## begin Recorded information

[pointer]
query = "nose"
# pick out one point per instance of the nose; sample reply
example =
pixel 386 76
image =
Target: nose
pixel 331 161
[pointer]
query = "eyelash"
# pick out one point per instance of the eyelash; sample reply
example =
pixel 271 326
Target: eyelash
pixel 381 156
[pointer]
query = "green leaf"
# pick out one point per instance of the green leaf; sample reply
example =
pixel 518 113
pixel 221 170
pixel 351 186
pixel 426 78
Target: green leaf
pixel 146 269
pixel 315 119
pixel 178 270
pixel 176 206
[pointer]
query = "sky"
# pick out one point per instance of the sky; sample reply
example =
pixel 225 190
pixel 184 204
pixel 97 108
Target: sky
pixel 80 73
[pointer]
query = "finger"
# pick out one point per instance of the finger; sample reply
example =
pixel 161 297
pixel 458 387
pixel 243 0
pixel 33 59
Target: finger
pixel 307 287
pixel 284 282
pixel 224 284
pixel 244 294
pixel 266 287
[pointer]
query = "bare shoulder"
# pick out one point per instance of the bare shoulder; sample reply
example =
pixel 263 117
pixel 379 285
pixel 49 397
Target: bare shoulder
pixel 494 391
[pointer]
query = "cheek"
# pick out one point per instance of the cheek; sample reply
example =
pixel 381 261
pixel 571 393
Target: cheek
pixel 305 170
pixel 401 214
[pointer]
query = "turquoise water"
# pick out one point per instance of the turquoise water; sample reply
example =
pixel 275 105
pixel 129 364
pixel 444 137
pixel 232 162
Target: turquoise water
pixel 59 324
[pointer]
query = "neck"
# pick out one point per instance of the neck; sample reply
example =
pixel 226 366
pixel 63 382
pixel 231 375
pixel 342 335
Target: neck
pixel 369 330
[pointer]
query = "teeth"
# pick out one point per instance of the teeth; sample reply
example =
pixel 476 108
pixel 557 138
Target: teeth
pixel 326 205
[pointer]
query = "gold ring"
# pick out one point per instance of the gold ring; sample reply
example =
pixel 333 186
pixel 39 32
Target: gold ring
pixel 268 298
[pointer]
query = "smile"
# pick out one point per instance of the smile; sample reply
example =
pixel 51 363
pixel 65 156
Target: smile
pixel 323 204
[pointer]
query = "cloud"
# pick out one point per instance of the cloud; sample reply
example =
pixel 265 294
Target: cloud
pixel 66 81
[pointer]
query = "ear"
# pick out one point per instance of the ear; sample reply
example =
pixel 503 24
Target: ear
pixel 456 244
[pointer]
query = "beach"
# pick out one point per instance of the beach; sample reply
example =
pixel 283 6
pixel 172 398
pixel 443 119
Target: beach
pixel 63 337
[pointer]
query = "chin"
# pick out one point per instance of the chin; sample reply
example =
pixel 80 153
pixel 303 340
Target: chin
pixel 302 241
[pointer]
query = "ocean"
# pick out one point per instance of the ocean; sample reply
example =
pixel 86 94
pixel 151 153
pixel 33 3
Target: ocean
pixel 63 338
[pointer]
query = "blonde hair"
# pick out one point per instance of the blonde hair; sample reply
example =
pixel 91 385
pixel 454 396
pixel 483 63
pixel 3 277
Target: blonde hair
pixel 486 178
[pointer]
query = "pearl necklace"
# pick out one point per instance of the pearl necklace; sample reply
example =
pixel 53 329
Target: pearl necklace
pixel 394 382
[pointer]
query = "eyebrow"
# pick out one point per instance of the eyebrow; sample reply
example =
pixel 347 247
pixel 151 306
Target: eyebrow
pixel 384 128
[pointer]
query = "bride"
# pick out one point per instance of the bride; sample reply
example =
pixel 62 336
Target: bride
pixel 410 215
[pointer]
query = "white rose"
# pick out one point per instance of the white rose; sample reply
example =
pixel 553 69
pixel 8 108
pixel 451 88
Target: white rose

## end Recorded information

(Directive) Give the listing above again, word for word.

(Complete answer)
[pointer]
query = "nose"
# pick out one point per instance of the nose; sample reply
example =
pixel 386 76
image =
Target: nose
pixel 331 161
[pointer]
query = "eyelash"
# pick out one point per instance of the eyelash; sample reply
example =
pixel 271 326
Target: eyelash
pixel 381 156
[pointer]
query = "green leaf"
# pick out one point per instance of the green leaf; sample reply
example =
pixel 518 113
pixel 221 170
pixel 351 186
pixel 426 78
Target: green leaf
pixel 146 269
pixel 315 119
pixel 178 270
pixel 176 206
[pointer]
query = "sky"
# pick out one point per instance of the sky; sample reply
example =
pixel 225 190
pixel 184 204
pixel 97 108
Target: sky
pixel 80 73
[pointer]
query = "finger"
# pick out one point per instance of the finger; sample reply
example =
pixel 161 297
pixel 458 387
pixel 243 0
pixel 33 59
Target: finger
pixel 307 287
pixel 284 282
pixel 224 284
pixel 244 294
pixel 266 287
[pointer]
query = "bare shoulder"
# pick out one point per instance of the bare shoulder; sample reply
example =
pixel 263 117
pixel 379 285
pixel 49 397
Target: bare shoulder
pixel 494 391
[pointer]
query = "cheek"
# pick out one point per instance of the cheek; sample reply
example =
pixel 381 261
pixel 571 393
Target: cheek
pixel 305 170
pixel 401 214
[pointer]
query = "turquoise water"
# pick out one point per instance of the turquoise water; sample reply
example =
pixel 275 105
pixel 129 364
pixel 444 137
pixel 232 162
Target: turquoise water
pixel 59 324
[pointer]
query = "neck"
# pick out one point per instance of the neck; sample reply
example =
pixel 226 366
pixel 63 382
pixel 231 375
pixel 342 335
Target: neck
pixel 369 330
[pointer]
query = "teeth"
# pick out one point per instance of the teeth; sample reply
example =
pixel 476 108
pixel 557 138
Target: teeth
pixel 326 205
[pointer]
query = "gold ring"
# pick out one point per instance of the gold ring; sample reply
example =
pixel 333 186
pixel 39 32
Target: gold ring
pixel 268 298
[pointer]
query = "smile"
# pick out one point per instance of the smile; sample reply
example =
pixel 51 363
pixel 65 156
Target: smile
pixel 323 204
[pointer]
query = "cloud"
# pick out one point per instance of the cloud; sample reply
example =
pixel 265 294
Target: cloud
pixel 66 81
[pointer]
query = "ear"
# pick out one point per instance of the ear; sample reply
example =
pixel 503 24
Target: ear
pixel 456 244
[pointer]
query = "beach"
# pick out one point per instance of the beach; sample reply
example =
pixel 283 6
pixel 172 398
pixel 443 119
Target: beach
pixel 63 337
[pointer]
query = "chin"
# pick out one point per instance of the chin; sample reply
example =
pixel 80 153
pixel 303 340
Target: chin
pixel 302 241
[pointer]
query = "ocean"
# pick out one point per instance of the ocean; sample reply
example =
pixel 86 94
pixel 151 153
pixel 33 3
Target: ocean
pixel 63 338
[pointer]
query = "blonde hair"
# pick out one point per instance of the blonde hair; sample reply
example =
pixel 91 385
pixel 454 396
pixel 483 63
pixel 3 277
Target: blonde hair
pixel 486 178
[pointer]
query = "pearl necklace"
# pick out one point per instance of the pearl necklace; sample reply
example =
pixel 53 329
Target: pearl necklace
pixel 394 382
[pointer]
query = "eyebrow"
# pick out one point per instance of the eyebrow; sample reply
example =
pixel 347 247
pixel 151 306
Target: eyebrow
pixel 384 128
[pointer]
query = "bride"
# pick out one point per instance of the bride; sample reply
example =
pixel 62 336
Target: bride
pixel 410 215
[pointer]
query = "white rose"
# pick out one point per instance of the white rose; sample reply
example =
pixel 553 69
pixel 8 108
pixel 451 88
Target: white rose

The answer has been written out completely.